--- Start of Records supplied ---

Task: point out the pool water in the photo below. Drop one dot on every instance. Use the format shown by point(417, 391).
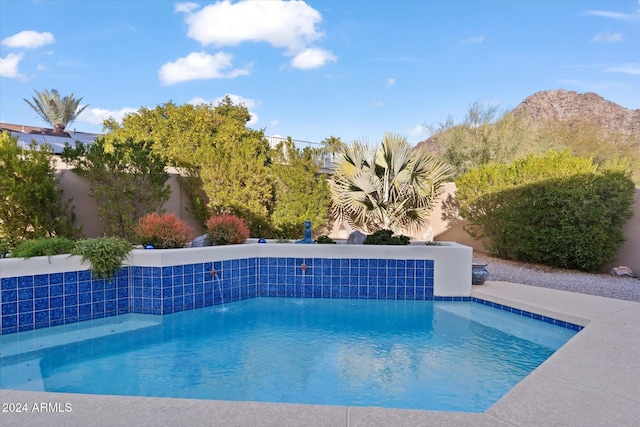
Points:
point(448, 356)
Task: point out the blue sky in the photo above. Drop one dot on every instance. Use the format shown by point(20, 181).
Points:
point(353, 69)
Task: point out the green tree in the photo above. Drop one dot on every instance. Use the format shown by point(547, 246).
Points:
point(591, 140)
point(554, 209)
point(31, 203)
point(392, 186)
point(214, 151)
point(486, 136)
point(332, 144)
point(56, 110)
point(127, 180)
point(302, 193)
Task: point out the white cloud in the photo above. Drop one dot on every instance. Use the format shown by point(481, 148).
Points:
point(96, 116)
point(312, 58)
point(28, 40)
point(283, 24)
point(417, 130)
point(474, 39)
point(633, 18)
point(236, 99)
point(9, 65)
point(199, 66)
point(633, 69)
point(186, 7)
point(607, 36)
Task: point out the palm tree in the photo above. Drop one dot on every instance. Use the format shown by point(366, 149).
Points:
point(58, 112)
point(332, 144)
point(391, 187)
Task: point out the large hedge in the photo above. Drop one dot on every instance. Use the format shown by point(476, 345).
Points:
point(556, 209)
point(31, 200)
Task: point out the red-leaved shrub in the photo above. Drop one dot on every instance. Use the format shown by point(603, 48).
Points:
point(163, 231)
point(227, 230)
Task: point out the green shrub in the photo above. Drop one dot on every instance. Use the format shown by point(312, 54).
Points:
point(31, 200)
point(42, 247)
point(163, 231)
point(325, 240)
point(557, 210)
point(106, 254)
point(227, 230)
point(385, 237)
point(5, 246)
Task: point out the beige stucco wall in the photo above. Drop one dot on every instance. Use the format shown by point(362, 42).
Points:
point(444, 224)
point(86, 209)
point(629, 253)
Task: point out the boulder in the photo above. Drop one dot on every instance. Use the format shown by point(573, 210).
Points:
point(201, 241)
point(356, 238)
point(623, 271)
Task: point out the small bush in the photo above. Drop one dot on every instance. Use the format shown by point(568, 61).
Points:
point(163, 231)
point(385, 237)
point(325, 240)
point(5, 245)
point(105, 254)
point(557, 209)
point(46, 246)
point(227, 230)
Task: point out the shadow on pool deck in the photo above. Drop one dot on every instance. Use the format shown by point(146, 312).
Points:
point(593, 380)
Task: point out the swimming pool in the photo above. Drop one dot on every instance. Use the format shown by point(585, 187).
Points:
point(435, 355)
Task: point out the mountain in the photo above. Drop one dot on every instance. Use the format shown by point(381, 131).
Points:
point(563, 105)
point(567, 105)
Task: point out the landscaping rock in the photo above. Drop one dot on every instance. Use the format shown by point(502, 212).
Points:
point(356, 238)
point(201, 241)
point(622, 271)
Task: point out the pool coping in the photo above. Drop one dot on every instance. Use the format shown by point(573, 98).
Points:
point(594, 379)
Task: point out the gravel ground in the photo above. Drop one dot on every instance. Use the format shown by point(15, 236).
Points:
point(626, 288)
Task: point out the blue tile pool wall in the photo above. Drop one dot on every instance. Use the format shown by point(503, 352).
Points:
point(530, 315)
point(43, 300)
point(40, 301)
point(345, 278)
point(164, 290)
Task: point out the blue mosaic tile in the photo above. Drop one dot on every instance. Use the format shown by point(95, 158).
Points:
point(9, 321)
point(25, 318)
point(10, 308)
point(56, 290)
point(41, 280)
point(25, 294)
point(25, 306)
point(25, 282)
point(56, 302)
point(9, 283)
point(56, 279)
point(70, 277)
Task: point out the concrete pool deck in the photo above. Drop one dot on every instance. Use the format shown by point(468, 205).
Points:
point(593, 380)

--- End of Records supplied ---

- Written problem -
Copy all of the data above word for word, and leave out the pictures.

- Answer to the task -
Task: point out the pool water in the photo below. Drop one dot on every instance. Use the format shown by point(417, 391).
Points:
point(448, 356)
Task: point out the blue sky in the photo above. Drop one dot on every instance. Use the format shown by point(20, 181).
Points:
point(353, 69)
Task: point out the green tree in the photo above. Drop one dot on every instance. Use the format shown by point(547, 246).
Points:
point(591, 140)
point(554, 209)
point(31, 203)
point(392, 186)
point(214, 151)
point(486, 136)
point(332, 144)
point(56, 110)
point(127, 180)
point(302, 193)
Task: point out the white cloud in the photo above. Drop one dot on every instance. Use the format shown by point(481, 148).
Points:
point(96, 116)
point(312, 58)
point(28, 40)
point(283, 24)
point(417, 130)
point(474, 39)
point(633, 18)
point(236, 99)
point(9, 65)
point(199, 66)
point(633, 69)
point(186, 7)
point(607, 36)
Task: point out the palm tree in the photo above. Drop one dot on every instance. Use the format shown by point(366, 149).
Points:
point(58, 112)
point(332, 144)
point(391, 187)
Task: point out the large hedge in the photo above. Drop one dot on every instance. Use the format shown by point(476, 345).
Points:
point(556, 209)
point(31, 200)
Task: point out the red-leaved shrub in the photo above. Drop one dot on every instance. Use the format shown by point(603, 48).
Points:
point(163, 231)
point(227, 230)
Task: point out the green shrub in the photo above. Drop one dot on every instance. Use the format shown by point(312, 54).
Points:
point(31, 200)
point(42, 247)
point(163, 231)
point(325, 240)
point(557, 210)
point(106, 254)
point(227, 230)
point(385, 237)
point(5, 246)
Task: point out the beige stucco wall in the photo above. Drop one dot on every instance. Use the format shown by point(362, 42).
Points:
point(444, 224)
point(86, 209)
point(629, 253)
Task: point out the boulder in the photo above. Drop one dot on every instance. Use the format shown by point(573, 210).
Points:
point(201, 241)
point(356, 238)
point(623, 271)
Task: point out the small bush in the photo above. Drop one dot on every instance. Use the format shown by point(568, 61).
Points:
point(163, 231)
point(385, 237)
point(325, 240)
point(5, 245)
point(105, 254)
point(557, 209)
point(46, 246)
point(227, 230)
Task: point out the shadow on pool deck in the photo above. Drop one dot on every instance. Use the format shown by point(146, 312).
Points:
point(593, 380)
Task: point out the swimming pool in the photo above. Drop one dot on every instance. Use the format shown by point(585, 187).
Points:
point(435, 355)
Task: point out the mountain in the photo above. Drop one dot on every instance. Use the format shown by point(381, 131).
Points:
point(563, 105)
point(567, 105)
Task: point out the landscaping rock in the photo above. Drop one dot on every instance. Use the format shown by point(502, 212).
Points:
point(356, 238)
point(201, 241)
point(622, 271)
Task: point out the pool coping in the photo above. Drop one dot on every instance. Use the format shown by point(573, 98).
Points:
point(594, 379)
Task: point out the gravel ground in the photo above. Drop one dot on every instance. Use the format shown by point(15, 236).
Points:
point(626, 288)
Task: point out the blue tile pool wall in the photo above. Drop one dot on every instance. Use the format shown by point(503, 352).
Points:
point(530, 315)
point(43, 300)
point(40, 301)
point(345, 278)
point(164, 290)
Task: point out the blue mosaic tile in the photo above. Drop one dot on every instance. Use the format shown by point(95, 158).
Points:
point(9, 321)
point(25, 318)
point(10, 308)
point(56, 290)
point(41, 280)
point(25, 294)
point(25, 306)
point(25, 282)
point(56, 302)
point(9, 283)
point(56, 279)
point(70, 277)
Task: point out the concrete pool deck in the photo above. Drop one dot on every instance. Use the format shown by point(468, 205).
Points:
point(593, 380)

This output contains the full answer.